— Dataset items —
•••••

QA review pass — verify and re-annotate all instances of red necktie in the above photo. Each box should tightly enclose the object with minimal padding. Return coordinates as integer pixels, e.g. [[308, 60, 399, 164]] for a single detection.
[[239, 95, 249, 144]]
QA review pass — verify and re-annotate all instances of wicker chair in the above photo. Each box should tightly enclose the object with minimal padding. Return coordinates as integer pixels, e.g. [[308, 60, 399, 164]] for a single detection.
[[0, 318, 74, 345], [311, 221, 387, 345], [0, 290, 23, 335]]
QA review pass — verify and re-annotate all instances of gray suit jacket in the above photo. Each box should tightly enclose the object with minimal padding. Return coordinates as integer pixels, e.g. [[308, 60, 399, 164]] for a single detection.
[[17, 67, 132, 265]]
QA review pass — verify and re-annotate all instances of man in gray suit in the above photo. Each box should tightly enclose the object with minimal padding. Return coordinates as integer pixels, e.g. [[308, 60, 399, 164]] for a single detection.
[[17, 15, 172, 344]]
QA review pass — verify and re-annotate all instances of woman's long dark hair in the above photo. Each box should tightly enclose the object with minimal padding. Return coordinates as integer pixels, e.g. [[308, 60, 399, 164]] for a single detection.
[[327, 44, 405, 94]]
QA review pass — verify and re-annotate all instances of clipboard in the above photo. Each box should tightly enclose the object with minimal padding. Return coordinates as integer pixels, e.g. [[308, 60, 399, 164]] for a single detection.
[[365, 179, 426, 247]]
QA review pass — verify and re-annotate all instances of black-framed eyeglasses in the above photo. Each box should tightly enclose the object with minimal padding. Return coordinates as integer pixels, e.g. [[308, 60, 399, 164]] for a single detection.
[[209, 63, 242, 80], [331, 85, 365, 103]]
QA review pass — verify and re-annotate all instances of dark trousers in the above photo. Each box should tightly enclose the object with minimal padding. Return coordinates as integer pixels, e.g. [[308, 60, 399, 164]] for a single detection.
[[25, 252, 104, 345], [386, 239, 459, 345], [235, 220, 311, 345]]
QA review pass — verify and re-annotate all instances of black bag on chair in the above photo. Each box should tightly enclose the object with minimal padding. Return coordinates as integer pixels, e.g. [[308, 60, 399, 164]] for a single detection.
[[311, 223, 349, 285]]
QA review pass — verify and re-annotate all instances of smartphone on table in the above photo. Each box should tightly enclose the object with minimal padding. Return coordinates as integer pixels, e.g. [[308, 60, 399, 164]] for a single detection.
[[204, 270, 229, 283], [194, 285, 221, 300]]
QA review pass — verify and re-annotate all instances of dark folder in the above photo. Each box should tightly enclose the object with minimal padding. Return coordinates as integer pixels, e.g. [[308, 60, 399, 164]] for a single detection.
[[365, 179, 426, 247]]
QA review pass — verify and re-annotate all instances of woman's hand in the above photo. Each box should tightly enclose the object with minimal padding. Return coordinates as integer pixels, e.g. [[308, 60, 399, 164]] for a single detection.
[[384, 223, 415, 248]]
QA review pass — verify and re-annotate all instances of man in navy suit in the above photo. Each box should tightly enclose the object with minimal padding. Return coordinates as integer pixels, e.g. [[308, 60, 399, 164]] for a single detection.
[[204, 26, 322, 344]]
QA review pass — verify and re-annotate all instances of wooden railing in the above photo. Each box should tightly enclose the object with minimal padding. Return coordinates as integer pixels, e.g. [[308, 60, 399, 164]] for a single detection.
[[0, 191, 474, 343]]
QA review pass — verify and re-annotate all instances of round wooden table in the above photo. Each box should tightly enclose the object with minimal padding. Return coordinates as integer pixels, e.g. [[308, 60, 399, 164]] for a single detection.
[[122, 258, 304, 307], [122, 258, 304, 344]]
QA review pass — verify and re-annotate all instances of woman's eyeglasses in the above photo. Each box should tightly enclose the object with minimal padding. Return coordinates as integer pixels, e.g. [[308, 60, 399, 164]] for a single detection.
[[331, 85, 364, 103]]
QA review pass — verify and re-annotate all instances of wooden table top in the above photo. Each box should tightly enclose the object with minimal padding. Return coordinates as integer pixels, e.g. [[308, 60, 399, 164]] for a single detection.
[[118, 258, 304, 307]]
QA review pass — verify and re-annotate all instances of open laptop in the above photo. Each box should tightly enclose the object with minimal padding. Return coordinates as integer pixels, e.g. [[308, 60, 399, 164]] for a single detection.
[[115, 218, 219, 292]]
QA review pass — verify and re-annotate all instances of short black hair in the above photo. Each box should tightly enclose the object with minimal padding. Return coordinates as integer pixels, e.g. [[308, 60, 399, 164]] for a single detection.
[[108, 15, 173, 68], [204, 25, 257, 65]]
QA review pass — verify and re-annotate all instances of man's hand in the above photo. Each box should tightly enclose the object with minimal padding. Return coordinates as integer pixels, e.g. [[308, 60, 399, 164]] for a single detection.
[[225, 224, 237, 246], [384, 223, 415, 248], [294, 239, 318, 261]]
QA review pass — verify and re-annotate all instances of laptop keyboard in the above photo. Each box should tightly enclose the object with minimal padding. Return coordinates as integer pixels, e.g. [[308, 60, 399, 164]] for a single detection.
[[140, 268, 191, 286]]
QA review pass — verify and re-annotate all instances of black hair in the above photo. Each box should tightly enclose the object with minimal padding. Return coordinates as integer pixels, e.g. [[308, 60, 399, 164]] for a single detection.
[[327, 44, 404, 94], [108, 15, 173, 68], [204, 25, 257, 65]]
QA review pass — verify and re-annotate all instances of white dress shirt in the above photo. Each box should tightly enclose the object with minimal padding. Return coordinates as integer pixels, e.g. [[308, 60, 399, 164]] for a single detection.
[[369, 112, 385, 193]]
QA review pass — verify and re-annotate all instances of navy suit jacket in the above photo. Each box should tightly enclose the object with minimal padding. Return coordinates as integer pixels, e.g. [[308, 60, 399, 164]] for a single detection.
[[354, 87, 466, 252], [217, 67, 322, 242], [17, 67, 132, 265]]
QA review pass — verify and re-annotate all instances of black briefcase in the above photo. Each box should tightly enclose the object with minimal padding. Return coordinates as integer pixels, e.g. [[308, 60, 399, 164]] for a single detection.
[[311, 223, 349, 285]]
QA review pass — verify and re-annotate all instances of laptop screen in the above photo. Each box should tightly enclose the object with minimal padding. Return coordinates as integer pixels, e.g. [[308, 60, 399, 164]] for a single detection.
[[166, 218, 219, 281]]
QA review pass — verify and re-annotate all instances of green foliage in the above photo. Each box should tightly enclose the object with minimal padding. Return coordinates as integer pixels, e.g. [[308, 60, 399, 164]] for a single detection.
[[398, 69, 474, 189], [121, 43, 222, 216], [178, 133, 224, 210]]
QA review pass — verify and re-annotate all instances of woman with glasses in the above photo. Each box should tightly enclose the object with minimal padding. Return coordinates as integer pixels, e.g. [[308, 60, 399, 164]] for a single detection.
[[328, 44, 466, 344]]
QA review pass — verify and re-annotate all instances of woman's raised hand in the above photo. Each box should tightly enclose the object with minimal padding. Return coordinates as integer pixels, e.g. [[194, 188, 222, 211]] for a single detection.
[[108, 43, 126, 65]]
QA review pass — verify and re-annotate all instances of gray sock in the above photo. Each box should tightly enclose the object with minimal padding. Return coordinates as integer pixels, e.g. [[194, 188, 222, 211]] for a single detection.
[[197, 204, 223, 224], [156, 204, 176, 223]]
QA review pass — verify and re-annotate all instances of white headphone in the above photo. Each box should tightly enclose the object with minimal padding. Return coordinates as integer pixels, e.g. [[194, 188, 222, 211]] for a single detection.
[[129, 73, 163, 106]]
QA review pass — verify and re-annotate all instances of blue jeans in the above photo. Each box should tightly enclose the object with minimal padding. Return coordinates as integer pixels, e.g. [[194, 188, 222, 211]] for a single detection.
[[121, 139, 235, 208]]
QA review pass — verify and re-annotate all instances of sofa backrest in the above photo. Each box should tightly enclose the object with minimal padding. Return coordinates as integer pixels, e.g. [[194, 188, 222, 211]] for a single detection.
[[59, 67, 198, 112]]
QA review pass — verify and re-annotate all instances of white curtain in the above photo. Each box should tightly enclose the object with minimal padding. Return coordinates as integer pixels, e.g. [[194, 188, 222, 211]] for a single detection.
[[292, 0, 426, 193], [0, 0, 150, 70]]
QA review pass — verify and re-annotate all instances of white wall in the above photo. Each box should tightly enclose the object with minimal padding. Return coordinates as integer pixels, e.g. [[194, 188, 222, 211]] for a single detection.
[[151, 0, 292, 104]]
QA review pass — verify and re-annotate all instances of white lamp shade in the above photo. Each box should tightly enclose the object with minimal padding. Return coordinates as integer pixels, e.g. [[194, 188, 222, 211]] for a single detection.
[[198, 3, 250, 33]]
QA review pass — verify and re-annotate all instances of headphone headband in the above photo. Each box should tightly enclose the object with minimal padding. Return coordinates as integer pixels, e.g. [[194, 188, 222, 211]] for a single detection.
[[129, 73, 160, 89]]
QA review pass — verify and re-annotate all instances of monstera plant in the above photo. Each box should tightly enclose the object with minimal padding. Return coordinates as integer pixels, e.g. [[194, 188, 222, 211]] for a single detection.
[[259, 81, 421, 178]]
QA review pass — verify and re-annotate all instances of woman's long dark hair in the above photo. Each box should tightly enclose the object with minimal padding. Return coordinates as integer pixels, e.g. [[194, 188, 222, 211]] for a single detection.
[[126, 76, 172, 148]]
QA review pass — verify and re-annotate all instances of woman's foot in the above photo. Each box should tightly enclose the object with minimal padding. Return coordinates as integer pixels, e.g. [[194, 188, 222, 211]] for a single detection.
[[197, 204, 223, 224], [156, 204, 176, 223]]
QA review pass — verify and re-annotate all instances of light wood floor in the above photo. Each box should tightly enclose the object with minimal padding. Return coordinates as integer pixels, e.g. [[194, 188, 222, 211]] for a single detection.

•••••

— EXERCISE BRIEF —
Express the listing above as a JSON list of strings, one string per line, from the line containing "of woman's raised" through the line containing "[[151, 0, 292, 104]]", leaving out any blank lines.

— TASK OUTPUT —
[
  "QA review pass — verify and re-annotate all instances of woman's raised hand in the above photo. Each box should tightly enclose the object with minimal padding. Return coordinates as integer pixels, e.g. [[194, 188, 222, 211]] for a single detection.",
  "[[108, 43, 126, 65]]",
  "QA review pass — verify and re-annotate all instances of gray sock in the above photo. Each box should tightly enclose the object with minimal padding. Return coordinates as integer pixels, e.g. [[194, 188, 222, 211]] for a single detection.",
  "[[197, 204, 223, 224], [156, 204, 176, 223]]",
  "QA review pass — verify and re-annotate all instances of white headphone in the above photo. Each box should tightly enclose the object with minimal padding. Return coordinates as integer pixels, e.g. [[194, 188, 222, 211]] for a single detection.",
  "[[129, 73, 163, 106]]",
  "QA review pass — verify and re-annotate all instances of blue jeans in the above photo. Each box should tightly enclose the object with minimal padding. Return coordinates as integer pixels, e.g. [[194, 188, 222, 211]] for a single detection.",
  "[[121, 139, 235, 208]]",
  "QA review pass — verify and re-annotate all instances of sofa backrest in the above photo. Each box should tightly enclose the object with minimal padding. Return coordinates as integer pixels, e.g. [[194, 188, 222, 211]] for a single detection.",
  "[[59, 67, 198, 112]]",
  "QA review pass — verify and re-annotate all instances of white curtain in the above photo. Each box should tightly enclose the object with minimal padding. Return coordinates as integer pixels, e.g. [[194, 188, 222, 211]] for a single detection.",
  "[[292, 0, 426, 193], [0, 0, 150, 70]]",
  "QA review pass — verify and re-annotate all instances of white wall in the above photo. Each box should tightly enclose the object with minimal padding. Return coordinates as integer pixels, e.g. [[194, 188, 222, 211]] for a single detection.",
  "[[151, 0, 292, 104]]"
]